It is maybe understandable. Billy McNeill’s side ran out 1-0 winners over Graeme Souness’s team on a baking-hot afternoon in Mount Florida thanks to a goal from striker Joe Miller three minutes before half-time.

However, the build-up to his strike was controversial to say the least. Parkhead midfielder Roy Aitken put the ball out of play directly in front of Ibrox defender Brown and referee Bob Valentine. Everyone in the 72,069 crowd expected a throw-in to be awarded to the newly-crowned Premier Division champions.

The Herald: Quick-thinking Aitken, though, did not wait for a decision. He took the throw-in anyway, Celtic broke up the park, Gary Stevens lost control of the ball on the edge of his area and Miller nipped in and slotted beyond Chris Woods.    

Brown, who was not exactly averse to indulging in the dark arts during his trophy-laden playing career, has a grudging respect for what his rival did. But, boy, did it hurt afterwards. For years afterwards in fact.

> [Challenges]
#1 Retype the part of the passage about Celtic's 1-0 win that begins at the words "It is maybe" and stops after the words "beyond Chris Woods.".
#2 Write what comes next in the passage about Celtic's 1-0 win, picking up after its last sentence.

[Items in a dataset]

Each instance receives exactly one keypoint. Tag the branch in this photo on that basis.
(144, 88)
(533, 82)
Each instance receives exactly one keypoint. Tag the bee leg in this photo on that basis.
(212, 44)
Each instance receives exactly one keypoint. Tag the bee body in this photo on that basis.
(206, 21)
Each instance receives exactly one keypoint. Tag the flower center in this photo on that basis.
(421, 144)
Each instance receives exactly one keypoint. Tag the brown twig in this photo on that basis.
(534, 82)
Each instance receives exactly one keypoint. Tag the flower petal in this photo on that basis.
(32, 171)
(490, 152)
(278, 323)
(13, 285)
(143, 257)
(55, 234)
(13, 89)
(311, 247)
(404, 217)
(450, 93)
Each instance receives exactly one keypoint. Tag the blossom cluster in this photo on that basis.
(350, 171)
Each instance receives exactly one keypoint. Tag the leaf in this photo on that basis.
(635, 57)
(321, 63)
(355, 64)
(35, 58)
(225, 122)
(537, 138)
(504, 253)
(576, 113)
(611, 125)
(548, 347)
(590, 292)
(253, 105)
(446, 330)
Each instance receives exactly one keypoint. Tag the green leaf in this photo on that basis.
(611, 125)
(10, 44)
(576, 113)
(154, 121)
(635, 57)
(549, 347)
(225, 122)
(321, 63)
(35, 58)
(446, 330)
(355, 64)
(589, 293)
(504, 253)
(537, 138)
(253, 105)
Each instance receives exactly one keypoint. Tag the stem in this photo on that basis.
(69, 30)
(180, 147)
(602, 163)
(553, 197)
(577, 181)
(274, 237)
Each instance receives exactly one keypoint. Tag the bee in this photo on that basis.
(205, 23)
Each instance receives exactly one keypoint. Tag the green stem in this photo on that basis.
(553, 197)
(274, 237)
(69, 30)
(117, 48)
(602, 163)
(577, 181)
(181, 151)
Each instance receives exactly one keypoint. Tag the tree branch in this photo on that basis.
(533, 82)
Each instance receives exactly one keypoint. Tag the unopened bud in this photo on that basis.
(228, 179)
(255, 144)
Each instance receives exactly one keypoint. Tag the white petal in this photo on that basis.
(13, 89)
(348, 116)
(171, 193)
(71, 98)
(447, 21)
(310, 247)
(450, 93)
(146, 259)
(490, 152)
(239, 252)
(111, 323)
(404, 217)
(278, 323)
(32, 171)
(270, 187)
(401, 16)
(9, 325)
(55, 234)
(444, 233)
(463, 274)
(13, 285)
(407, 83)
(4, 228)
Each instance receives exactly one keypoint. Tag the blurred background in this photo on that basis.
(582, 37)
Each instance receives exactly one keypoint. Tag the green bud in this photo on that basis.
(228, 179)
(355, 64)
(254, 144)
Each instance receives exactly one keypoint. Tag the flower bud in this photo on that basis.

> [The responses]
#1
It is maybe understandable. Billy McNeill’s side ran out 1-0 winners over Graeme Souness’s team on a baking-hot afternoon in Mount Florida thanks to a goal from striker Joe Miller three minutes before half-time.

However, the build-up to his strike was controversial to say the least. Parkhead midfielder Roy Aitken put the ball out of play directly in front of Ibrox defender Brown and referee Bob Valentine. Everyone in the 72,069 crowd expected a throw-in to be awarded to the newly-crowned Premier Division champions.

The Herald: Quick-thinking Aitken, though, did not wait for a decision. He took the throw-in anyway, Celtic broke up the park, Gary Stevens lost control of the ball on the edge of his area and Miller nipped in and slotted beyond Chris Woods.

#2
“I could have done with VAR then,” he said. “To be fair to Roy, he was right at the ball and the referee allowed him to take it. But the thing about it that made it worse was that we’d done a double and were going for a treble. That cup final has stayed with me to this day.”

The former defender argued that game is relevant ahead of the climax of the Scottish Gas-sponsored competition between the ancient Glasgow adversaries at Hampden tomorrow.

Brendan Rodgers’ men are, having triumphed in three and drawn one of the four Old Firm derbies which have been played in the 2023/24 campaign, favourites to prevail and complete a Premiership and Scottish Cup double.

Philippe Clement’s charges, who have won just four of their last nine matches due in part to a lengthy injury list, are not expected to end a winless run in meaningful games against their opponents which stretches back to 2022.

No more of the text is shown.